### WHAT THIS EXERCISE ASKS
(1) In the Hydra thread, print everything from "## joelorigo (May" down to "watt pcb pads.".
(2) According to the Hydra thread, which seller currently has the FV-1 chip in stock?

## START SELECTED EXTRACT

# Hydra Questions



## joelorigo (May 28, 2022)

Having mostly built ODs and boosts, I’ve been becoming more adventurous with my building interests. I have been looking at the Hydra. As I have gathered the FV chip is hard to find right now and hard to solder? Anything else about this project that is to note?


----------



## lumberjack (Jun 2, 2022)

I’m an FV-1 noob and recently built my first couple pedals with that chip, including a Hydra about a week back. Awesome pedal, highly recommend - I’m new to pedals but have been soldering in amps for years, and I’d recommend watching some videos on surface mount soldering techniques first. It’s definitely doable but it’s a totally different approach than I’m used to on huge turrets/eyelets, or even 1/4 watt and 1/8 watt pcb pads. 






Can’t overstate this: you need flux, and possibly more than you’d imagine. You can see in this video the legs and pads are practically submerged in the stuff. I tried doing it without flux first and it wasn’t  pretty. Plenty of flux and good cleanup after helped a lot.

I found a batch of FV-1 at stompboxparts.com a few weeks back but they seem to be out now. Amplified Parts has them in stock though: https://www.amplifiedparts.com/products/integrated-circuit-spin-fv-1-dsp-multi-effect-reverb


----------



## joelorigo (Jun 2, 2022)

Thank you!

When you say flux, you mean more than a flux pen can apply? I have this one:


			https://www.amazon.com/gp/product/B008OC3VMU/ref=ppx_yo_dt_b_search_asin_title?ie=UTF8&psc=1
		


And this is a total FV-1 noob question, but the  FV-1combined with the rest of the circuit makes the delay sounds? I was searching the Hydra and came across a post about programming something on a pedal with the FV-1.

## END SELECTED EXTRACT
## START SUPPLIED ENTRIES

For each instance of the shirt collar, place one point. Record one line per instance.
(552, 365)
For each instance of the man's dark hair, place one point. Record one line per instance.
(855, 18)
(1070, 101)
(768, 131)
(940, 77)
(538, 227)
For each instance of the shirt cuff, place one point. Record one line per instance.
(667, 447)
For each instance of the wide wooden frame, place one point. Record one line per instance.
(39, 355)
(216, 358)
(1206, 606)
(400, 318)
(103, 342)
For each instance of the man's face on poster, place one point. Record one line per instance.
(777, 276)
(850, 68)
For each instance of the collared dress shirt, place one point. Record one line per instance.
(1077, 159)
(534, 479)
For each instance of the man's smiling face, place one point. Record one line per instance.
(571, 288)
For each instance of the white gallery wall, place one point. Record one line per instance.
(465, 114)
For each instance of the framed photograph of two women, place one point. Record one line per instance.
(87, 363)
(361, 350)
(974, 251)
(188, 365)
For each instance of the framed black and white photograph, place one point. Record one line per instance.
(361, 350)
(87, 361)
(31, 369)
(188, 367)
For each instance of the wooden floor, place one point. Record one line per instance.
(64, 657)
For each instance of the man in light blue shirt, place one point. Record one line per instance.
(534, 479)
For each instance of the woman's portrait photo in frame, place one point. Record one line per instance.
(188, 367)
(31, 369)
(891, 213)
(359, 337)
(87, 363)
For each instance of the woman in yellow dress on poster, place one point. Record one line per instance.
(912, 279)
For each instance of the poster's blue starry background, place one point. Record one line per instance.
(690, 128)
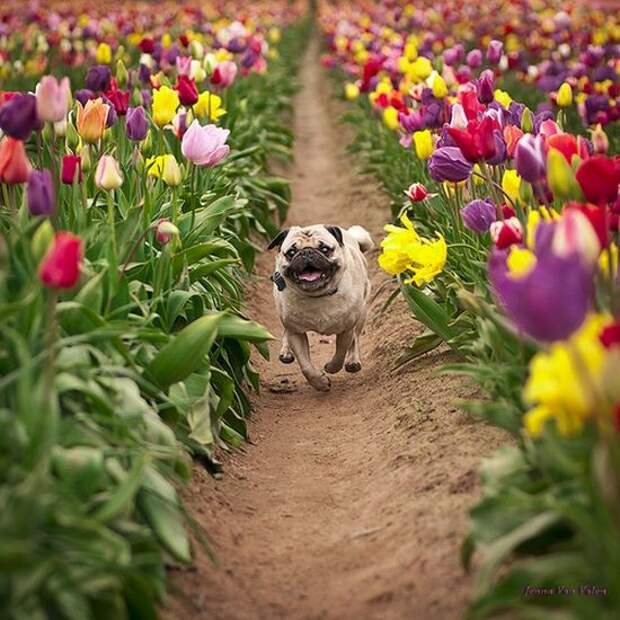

## END SUPPLIED ENTRIES

### PROBLEM SOLUTIONS
(1)
## joelorigo (May 28, 2022)

Having mostly built ODs and boosts, I’ve been becoming more adventurous with my building interests. I have been looking at the Hydra. As I have gathered the FV chip is hard to find right now and hard to solder? Anything else about this project that is to note?


----------



## lumberjack (Jun 2, 2022)

I’m an FV-1 noob and recently built my first couple pedals with that chip, including a Hydra about a week back. Awesome pedal, highly recommend - I’m new to pedals but have been soldering in amps for years, and I’d recommend watching some videos on surface mount soldering techniques first. It’s definitely doable but it’s a totally different approach than I’m used to on huge turrets/eyelets, or even 1/4 watt and 1/8 watt pcb pads.

(2) Amplified Parts has the FV-1 in stock.